# [PARTS OF THE EXERCISE]
**a)** Answer these questions using the forum thread on the hard-starting JD 655:
(i) How many hours are on the tractor, according to the opening post?
(ii) What two problems does Hoodoo Valley say a clogged air filter causes?
(iii) What came out when ilkebees cracked the screw at the top of the fuel filter and turned the key?
**b)** In the forum thread on the hard-starting JD 655, write out the part that opens with the words containing "Do you have aequate" and closes with "a1300 hr engine.".

# [SELECTION]
[Begin]
# JD 655 starts hard



## ilkebees (Jan 11, 2011)

I have a 655 I have had for 15 years with 1300 hours (you don't count the extreme right hand digit right). I am having a hard time starting it. I have a new battery and checked the glow plugs and all work fine (took the glow plugs out and checked with a battery, cherry red!). The tractor is in a 40 degree garage but when I turn it over it cranks and cranks. The rings are weak since it smokes when pushed hard. Can poor compression or dirty injectors be causing this. It always started right up until this winter. Seems to start fine in the summer when it is warmer. Thanks...


----------



## Hoodoo Valley (Nov 14, 2006)

Welcome to the forum Ikebees! Any idea what the compression is in each cylinder? Shouldn't be smoking with that few hours on it. Are all the filters clean especially the air? A clogged airfilter will be responsible for engine smoking and also excess fuel consumption too! Do you have a block heater on it despite keeping it in an above freezing environment?


----------



## Jerry/MT (Feb 11, 2010)

ilkebees said:


> I have a 655 I have had for 15 years with 1300 hours (you don't count the extreme right hand digit right). I am having a hard time starting it. I have a new battery and checked the glow plugs and all work fine (took the glow plugs out and checked with a battery, cherry red!). The tractor is in a 40 degree garage but when I turn it over it cranks and cranks. The rings are weak since it smokes when pushed hard. Can poor compression or dirty injectors be causing this. It always started right up until this winter. Seems to start fine in the summer when it is warmer. Thanks...


AT 1300 hrs, I doubt that you have an engine in poor mechainical condition( low compresion) but the valves might need adjusting. Generally, a diesel that is in reasonable mechanical condition will start at 40°F if it has a good battery to drive the starter and has adequate fuel and air. 

You've checked the glow plugs and they appear to work but are they working when you try a start? If not, there may be a bad relay or fuse.

Do you have aequate fuel flow from the tank through to the injection pump?When is the last time you changed the fuel filter? Tank valves often have screens around them and they get blocked with crud. Have you opened the drain on your fuel filter or sediment bowl and drained off the water? When did you last check the air filter? Are you using the correct weight of oil for the ambient temperature that you ae operating in?

I would check the air and fuel delivery system and make sure they are up to snuff before I'd consider that something is wrong mechanically with a1300 hr engine.


----------



## dangeroustoys56 (Jul 26, 2010)

I agree with Jerry/MT - I read in Popular Mechanics that the diesel fuel filter should be changed regular as well as the air fliters - that has alot to do with proper fuel pressure and cleanliness getting to those injectors. Water could be getting into the fuel as well ( falling snow).


----------



## ilkebees (Jan 11, 2011)

I change the air filter regularly, but thanks for reminding me to check the fuel filter. I cracked the screw at the top of the fuel filter last week and turned the key, fuel came shooting out. Coincidently, it started right up next time I tried it. I haven't had time to try that again, I figure it was coincidence. I have pushed the engine fairly hard over the years, plowing snow off my 1/4 mile drive and bush hogging 15 acres. I tend to agree that it may be a fuel issue...


----------



## ilkebees (Jan 11, 2011)
[End]
# [DATA LINES]
[Begin]
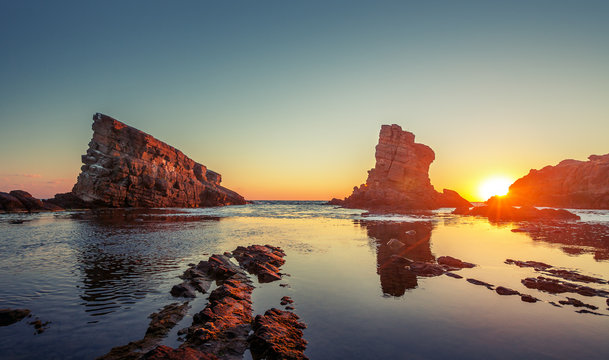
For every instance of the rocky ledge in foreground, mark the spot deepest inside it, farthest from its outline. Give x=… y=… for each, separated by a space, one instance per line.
[End]
# [ANSWERS TO THE EXERCISE]
**a)**
(i) 1300 hours.
(ii) Engine smoking and excess fuel consumption.
(iii) Fuel came shooting out.

**b)**
Do you have aequate fuel flow from the tank through to the injection pump?When is the last time you changed the fuel filter? Tank valves often have screens around them and they get blocked with crud. Have you opened the drain on your fuel filter or sediment bowl and drained off the water? When did you last check the air filter? Are you using the correct weight of oil for the ambient temperature that you ae operating in?

I would check the air and fuel delivery system and make sure they are up to snuff before I'd consider that something is wrong mechanically with a1300 hr engine.